[Text-to-region grounding data]
──────────
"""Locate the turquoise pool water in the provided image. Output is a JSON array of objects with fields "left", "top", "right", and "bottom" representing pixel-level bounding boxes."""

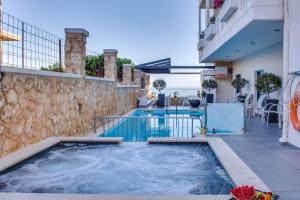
[
  {"left": 101, "top": 110, "right": 204, "bottom": 142},
  {"left": 0, "top": 143, "right": 234, "bottom": 194}
]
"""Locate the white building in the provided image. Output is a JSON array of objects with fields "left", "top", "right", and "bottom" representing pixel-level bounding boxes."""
[{"left": 198, "top": 0, "right": 300, "bottom": 147}]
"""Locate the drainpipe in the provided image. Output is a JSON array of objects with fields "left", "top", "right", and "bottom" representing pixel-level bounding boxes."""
[{"left": 280, "top": 0, "right": 289, "bottom": 143}]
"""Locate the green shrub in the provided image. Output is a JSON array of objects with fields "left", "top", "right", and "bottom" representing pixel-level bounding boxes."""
[
  {"left": 202, "top": 79, "right": 218, "bottom": 94},
  {"left": 85, "top": 54, "right": 134, "bottom": 77},
  {"left": 85, "top": 55, "right": 104, "bottom": 76},
  {"left": 255, "top": 73, "right": 282, "bottom": 98},
  {"left": 153, "top": 79, "right": 167, "bottom": 94},
  {"left": 41, "top": 63, "right": 64, "bottom": 72},
  {"left": 231, "top": 78, "right": 248, "bottom": 92}
]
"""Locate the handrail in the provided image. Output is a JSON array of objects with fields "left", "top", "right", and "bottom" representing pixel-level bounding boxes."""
[{"left": 93, "top": 115, "right": 204, "bottom": 141}]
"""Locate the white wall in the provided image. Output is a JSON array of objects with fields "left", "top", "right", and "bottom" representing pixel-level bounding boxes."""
[
  {"left": 232, "top": 43, "right": 283, "bottom": 101},
  {"left": 216, "top": 43, "right": 283, "bottom": 103},
  {"left": 216, "top": 79, "right": 233, "bottom": 103},
  {"left": 283, "top": 0, "right": 300, "bottom": 148}
]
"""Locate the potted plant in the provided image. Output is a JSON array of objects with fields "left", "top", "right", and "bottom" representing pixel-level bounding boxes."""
[
  {"left": 199, "top": 31, "right": 205, "bottom": 39},
  {"left": 209, "top": 16, "right": 216, "bottom": 24},
  {"left": 231, "top": 78, "right": 248, "bottom": 93},
  {"left": 255, "top": 73, "right": 282, "bottom": 122},
  {"left": 153, "top": 79, "right": 167, "bottom": 107},
  {"left": 231, "top": 78, "right": 248, "bottom": 102},
  {"left": 214, "top": 0, "right": 224, "bottom": 9},
  {"left": 202, "top": 79, "right": 218, "bottom": 103},
  {"left": 198, "top": 31, "right": 205, "bottom": 50},
  {"left": 201, "top": 90, "right": 207, "bottom": 100}
]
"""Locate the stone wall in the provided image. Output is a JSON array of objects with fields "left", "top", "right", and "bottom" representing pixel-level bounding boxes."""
[
  {"left": 0, "top": 69, "right": 138, "bottom": 157},
  {"left": 122, "top": 64, "right": 133, "bottom": 85}
]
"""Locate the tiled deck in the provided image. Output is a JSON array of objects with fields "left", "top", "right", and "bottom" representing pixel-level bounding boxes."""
[{"left": 220, "top": 117, "right": 300, "bottom": 200}]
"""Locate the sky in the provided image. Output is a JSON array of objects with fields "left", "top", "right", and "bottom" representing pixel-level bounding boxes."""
[{"left": 4, "top": 0, "right": 202, "bottom": 89}]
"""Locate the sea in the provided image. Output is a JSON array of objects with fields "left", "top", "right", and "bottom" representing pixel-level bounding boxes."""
[{"left": 150, "top": 88, "right": 200, "bottom": 96}]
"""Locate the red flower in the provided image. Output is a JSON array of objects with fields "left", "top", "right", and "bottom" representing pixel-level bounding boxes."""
[
  {"left": 230, "top": 185, "right": 256, "bottom": 200},
  {"left": 214, "top": 0, "right": 224, "bottom": 9}
]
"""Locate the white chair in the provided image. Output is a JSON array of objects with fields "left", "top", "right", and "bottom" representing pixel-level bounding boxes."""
[
  {"left": 244, "top": 94, "right": 254, "bottom": 117},
  {"left": 138, "top": 96, "right": 151, "bottom": 107},
  {"left": 264, "top": 104, "right": 283, "bottom": 128},
  {"left": 253, "top": 94, "right": 267, "bottom": 117},
  {"left": 232, "top": 93, "right": 244, "bottom": 103},
  {"left": 261, "top": 102, "right": 282, "bottom": 127},
  {"left": 182, "top": 97, "right": 190, "bottom": 106}
]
──────────
Give back exactly the lines running from the line that has "the white chair" to the end of the entries above.

RESPONSE TO THE EXERCISE:
"""Locate the white chair in the provided image. Output is a JSON array of objects with fields "left", "top", "right", and "bottom" representing pixel-level bounding boxes."""
[
  {"left": 244, "top": 94, "right": 254, "bottom": 117},
  {"left": 138, "top": 96, "right": 151, "bottom": 107},
  {"left": 264, "top": 104, "right": 283, "bottom": 128},
  {"left": 253, "top": 94, "right": 267, "bottom": 117},
  {"left": 232, "top": 93, "right": 244, "bottom": 103},
  {"left": 261, "top": 102, "right": 282, "bottom": 127},
  {"left": 182, "top": 97, "right": 190, "bottom": 106}
]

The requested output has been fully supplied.